## Required work:
Please pick up the forum discussion about hardening punches and chisels after its last sentence and carry it forward with a few more sentences.

## Document passage:
Does a punch needs to be hardenend

1 hour ago, M.J.Lampert said:

my understanding is that tools used for hot work don't get hardened because their use tempers them to a point where the hardening is lost

1 hour ago, Chimaera said:

Hardening probably doesn’t matter that much

It depends. Yes, it is possible to use unhardened chisels and punches, but they’ll deform easily and will require frequent reshaping. Yes, a punch or chisel will lose its temper if you leave it in contact with hot steel, but that’s why we cool our tools between hits. Some tool steels are designed for hot work (e.g., S7, H13, Atlantic 33), but each of those alloys has a recommended heat treatment before use. 

If you’re making chisels and punches from spring steel, a simple heat treatment is easy and quick, and will save you a LOT of time and frustration with tools that don’t perform well.

## Data:
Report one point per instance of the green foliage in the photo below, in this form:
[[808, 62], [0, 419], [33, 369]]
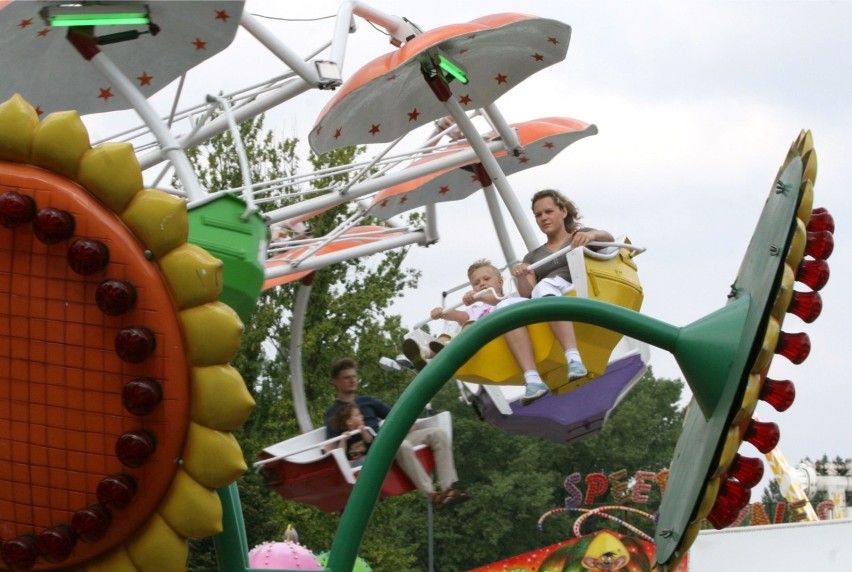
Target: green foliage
[[512, 479], [346, 316]]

## Solved problem:
I have a pair of tools I made a few years back from Pandrol clips: a hot chisel and a round punch. Both were hardened and tempered. The chisel is going strong and rarely requires sharpening. The punch lost its temper when I didn’t quench it often enough during a particularly vigorous forging session, and before I got around to rehardening and retempering it, it was a source of constant frustration: mushrooming in the hole, leaving ragged edges, etc. 

In other words, this is one of those “Just because you can doesn’t mean you should” situations. Most of the time, a properly heat-treated tool will last longer and give better results than one that isn’t.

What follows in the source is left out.